• **EXERCISE MATERIALS**:

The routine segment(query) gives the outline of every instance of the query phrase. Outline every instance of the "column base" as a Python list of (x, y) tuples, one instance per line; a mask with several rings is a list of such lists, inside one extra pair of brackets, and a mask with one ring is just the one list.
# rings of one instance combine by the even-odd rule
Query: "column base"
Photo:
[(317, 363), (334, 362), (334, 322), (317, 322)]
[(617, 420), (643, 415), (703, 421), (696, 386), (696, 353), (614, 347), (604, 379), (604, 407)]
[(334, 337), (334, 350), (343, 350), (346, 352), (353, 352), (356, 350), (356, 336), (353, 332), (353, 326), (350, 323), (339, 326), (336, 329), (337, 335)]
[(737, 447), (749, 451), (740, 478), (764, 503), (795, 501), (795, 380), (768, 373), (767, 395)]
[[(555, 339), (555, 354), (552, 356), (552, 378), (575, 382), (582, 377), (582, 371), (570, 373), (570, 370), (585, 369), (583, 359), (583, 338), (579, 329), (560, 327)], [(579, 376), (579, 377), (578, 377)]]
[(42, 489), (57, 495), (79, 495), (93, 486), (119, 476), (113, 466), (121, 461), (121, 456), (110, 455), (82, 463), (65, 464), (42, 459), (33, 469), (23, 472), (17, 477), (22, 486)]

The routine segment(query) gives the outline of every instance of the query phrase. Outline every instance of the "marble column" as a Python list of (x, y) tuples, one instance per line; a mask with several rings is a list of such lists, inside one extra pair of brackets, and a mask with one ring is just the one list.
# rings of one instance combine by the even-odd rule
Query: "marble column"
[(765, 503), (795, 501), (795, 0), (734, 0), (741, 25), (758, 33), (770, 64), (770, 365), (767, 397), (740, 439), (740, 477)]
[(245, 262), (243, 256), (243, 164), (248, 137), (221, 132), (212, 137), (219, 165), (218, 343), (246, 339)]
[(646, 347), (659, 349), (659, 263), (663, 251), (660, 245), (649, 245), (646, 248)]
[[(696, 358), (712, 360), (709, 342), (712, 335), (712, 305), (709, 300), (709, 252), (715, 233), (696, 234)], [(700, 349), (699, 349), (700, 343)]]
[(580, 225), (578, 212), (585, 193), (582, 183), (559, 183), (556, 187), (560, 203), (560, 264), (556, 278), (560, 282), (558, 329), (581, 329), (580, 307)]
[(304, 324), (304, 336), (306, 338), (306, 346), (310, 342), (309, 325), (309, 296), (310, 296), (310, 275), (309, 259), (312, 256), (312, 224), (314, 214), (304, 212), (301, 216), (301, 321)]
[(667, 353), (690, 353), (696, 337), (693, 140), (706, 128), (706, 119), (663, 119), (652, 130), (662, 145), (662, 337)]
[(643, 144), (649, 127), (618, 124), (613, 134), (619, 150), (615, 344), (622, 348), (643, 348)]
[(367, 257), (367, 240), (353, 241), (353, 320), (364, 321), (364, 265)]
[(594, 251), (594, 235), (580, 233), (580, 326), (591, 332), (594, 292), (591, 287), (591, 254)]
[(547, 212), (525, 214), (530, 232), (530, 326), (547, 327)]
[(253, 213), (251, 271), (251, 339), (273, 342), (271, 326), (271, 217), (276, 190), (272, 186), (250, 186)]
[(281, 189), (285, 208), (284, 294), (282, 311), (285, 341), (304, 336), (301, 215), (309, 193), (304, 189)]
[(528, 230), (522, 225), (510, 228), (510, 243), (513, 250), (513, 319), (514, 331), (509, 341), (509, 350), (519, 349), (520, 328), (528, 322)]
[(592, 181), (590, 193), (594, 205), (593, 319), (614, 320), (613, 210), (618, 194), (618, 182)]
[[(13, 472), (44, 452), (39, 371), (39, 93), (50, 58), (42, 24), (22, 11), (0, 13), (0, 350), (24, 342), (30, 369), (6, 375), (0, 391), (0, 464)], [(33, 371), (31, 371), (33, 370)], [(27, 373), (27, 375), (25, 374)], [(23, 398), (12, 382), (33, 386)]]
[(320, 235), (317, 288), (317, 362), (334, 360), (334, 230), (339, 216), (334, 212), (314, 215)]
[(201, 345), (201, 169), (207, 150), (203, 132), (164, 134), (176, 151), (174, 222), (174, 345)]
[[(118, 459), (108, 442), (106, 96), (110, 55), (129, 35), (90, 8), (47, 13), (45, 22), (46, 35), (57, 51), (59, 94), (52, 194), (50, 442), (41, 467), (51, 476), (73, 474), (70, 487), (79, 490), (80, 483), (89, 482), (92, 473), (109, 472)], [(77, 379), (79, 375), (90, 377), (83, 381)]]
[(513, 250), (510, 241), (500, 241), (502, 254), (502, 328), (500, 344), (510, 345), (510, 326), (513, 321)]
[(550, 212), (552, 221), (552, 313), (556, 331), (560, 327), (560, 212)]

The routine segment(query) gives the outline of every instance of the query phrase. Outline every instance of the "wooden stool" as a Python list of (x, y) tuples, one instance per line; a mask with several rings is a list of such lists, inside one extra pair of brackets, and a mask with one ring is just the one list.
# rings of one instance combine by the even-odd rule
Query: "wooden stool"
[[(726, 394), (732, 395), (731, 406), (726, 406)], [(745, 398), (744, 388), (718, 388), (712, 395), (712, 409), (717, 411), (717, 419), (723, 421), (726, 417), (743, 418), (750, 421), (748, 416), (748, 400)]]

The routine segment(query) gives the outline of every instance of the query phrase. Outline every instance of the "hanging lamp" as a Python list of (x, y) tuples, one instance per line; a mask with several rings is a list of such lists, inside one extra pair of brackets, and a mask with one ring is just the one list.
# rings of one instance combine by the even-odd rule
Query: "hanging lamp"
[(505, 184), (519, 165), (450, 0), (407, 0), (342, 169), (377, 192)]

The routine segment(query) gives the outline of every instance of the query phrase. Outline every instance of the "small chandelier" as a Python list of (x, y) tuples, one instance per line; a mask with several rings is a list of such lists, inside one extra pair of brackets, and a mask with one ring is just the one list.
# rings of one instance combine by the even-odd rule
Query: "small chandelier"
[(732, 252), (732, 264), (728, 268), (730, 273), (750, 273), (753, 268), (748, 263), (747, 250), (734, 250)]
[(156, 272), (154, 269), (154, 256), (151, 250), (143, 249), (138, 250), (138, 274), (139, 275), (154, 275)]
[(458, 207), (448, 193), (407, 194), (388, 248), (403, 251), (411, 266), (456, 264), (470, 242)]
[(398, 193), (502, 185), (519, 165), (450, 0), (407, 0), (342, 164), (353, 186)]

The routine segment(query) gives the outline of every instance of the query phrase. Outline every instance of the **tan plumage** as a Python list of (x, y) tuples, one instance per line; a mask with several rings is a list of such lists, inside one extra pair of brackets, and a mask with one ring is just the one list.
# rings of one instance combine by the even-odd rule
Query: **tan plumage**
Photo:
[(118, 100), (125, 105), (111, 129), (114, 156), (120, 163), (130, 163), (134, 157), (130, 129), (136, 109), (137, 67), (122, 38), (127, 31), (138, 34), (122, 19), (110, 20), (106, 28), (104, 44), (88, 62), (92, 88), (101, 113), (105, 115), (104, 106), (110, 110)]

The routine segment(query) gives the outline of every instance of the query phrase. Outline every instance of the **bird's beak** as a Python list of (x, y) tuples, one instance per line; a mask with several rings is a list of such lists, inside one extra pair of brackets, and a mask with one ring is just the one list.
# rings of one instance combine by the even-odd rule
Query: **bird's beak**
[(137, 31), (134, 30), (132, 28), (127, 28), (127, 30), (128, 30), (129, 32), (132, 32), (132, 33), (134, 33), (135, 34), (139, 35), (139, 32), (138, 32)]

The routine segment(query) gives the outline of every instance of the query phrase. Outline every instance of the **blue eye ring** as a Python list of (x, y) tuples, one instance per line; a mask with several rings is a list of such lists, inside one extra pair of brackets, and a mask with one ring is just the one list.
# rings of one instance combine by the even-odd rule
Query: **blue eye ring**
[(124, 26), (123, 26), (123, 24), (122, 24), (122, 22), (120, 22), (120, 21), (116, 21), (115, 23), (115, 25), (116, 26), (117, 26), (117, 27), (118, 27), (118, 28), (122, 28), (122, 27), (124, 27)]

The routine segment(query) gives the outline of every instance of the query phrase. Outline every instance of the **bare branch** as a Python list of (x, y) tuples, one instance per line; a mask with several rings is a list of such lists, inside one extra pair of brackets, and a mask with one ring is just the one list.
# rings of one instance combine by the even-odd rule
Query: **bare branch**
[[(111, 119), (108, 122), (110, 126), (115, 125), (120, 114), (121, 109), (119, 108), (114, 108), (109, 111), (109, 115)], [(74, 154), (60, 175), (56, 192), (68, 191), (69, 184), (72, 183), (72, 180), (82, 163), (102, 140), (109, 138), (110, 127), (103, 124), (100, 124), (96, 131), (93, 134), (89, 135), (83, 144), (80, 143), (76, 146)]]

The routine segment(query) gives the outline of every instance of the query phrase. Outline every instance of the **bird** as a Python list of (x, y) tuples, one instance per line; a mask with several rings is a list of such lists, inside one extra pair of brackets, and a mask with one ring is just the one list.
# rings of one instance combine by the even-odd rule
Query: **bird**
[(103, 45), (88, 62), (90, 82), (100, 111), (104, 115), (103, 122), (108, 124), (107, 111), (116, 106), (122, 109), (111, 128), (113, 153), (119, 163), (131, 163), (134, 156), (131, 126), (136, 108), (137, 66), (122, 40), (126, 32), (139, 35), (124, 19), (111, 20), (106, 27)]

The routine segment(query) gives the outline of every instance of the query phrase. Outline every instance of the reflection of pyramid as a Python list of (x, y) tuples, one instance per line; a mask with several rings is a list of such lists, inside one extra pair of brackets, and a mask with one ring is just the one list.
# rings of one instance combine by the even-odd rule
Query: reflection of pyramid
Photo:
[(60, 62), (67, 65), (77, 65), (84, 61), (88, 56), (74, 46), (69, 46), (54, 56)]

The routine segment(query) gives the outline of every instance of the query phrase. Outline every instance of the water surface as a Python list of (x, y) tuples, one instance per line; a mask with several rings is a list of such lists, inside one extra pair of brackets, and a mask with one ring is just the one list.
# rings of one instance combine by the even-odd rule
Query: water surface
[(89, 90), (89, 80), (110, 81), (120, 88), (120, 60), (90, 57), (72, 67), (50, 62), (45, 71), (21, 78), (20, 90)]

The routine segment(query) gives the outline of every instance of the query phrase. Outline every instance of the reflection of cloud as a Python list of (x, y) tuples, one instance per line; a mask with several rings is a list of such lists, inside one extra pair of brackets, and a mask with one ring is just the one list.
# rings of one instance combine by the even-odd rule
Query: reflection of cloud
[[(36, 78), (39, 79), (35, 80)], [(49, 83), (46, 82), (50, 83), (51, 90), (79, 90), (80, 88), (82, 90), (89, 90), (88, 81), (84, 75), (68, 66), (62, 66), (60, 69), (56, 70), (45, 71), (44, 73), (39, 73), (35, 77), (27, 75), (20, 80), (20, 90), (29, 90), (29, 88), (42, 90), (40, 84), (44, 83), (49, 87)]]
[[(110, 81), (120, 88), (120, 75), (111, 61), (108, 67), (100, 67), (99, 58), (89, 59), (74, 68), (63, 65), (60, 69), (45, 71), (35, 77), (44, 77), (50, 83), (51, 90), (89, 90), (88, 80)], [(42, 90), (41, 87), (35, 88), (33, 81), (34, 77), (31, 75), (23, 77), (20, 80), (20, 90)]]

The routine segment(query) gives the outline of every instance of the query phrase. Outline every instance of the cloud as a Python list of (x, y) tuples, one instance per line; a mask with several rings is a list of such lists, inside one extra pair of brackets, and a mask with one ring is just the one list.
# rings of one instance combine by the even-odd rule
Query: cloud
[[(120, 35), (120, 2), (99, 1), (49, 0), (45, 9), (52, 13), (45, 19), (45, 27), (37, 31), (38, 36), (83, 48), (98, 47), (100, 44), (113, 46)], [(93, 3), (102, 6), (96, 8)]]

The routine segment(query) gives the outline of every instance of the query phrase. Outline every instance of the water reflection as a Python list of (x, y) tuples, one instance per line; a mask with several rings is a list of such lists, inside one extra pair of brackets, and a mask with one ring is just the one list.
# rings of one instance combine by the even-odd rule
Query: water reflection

• **TASK REQUIREMENTS**: Please write out the material from the line containing "of cloud as" up to and including the line containing "83), (49, 87)]]", every line of it, shifting each coordinate in the outlines by -31.

• **SOLUTION TO THIS EXERCISE**:
The routine segment(query) gives the outline of every instance of the query phrase. Outline every instance of the reflection of cloud as a Python list of (x, y) tuples, one instance per line; a mask with several rings is a list of such lists, inside one extra pair of brackets, and a mask with one ring is just the one list.
# rings of one instance combine by the even-odd rule
Query: reflection of cloud
[[(5, 47), (8, 48), (4, 49)], [(18, 52), (15, 51), (19, 52), (20, 59), (48, 59), (49, 57), (51, 59), (58, 59), (57, 50), (53, 44), (37, 35), (31, 35), (29, 38), (25, 39), (14, 40), (13, 42), (8, 42), (4, 46), (-4, 44), (-11, 49), (-11, 59), (-2, 59), (-2, 57), (11, 59), (9, 53), (13, 52), (18, 56)]]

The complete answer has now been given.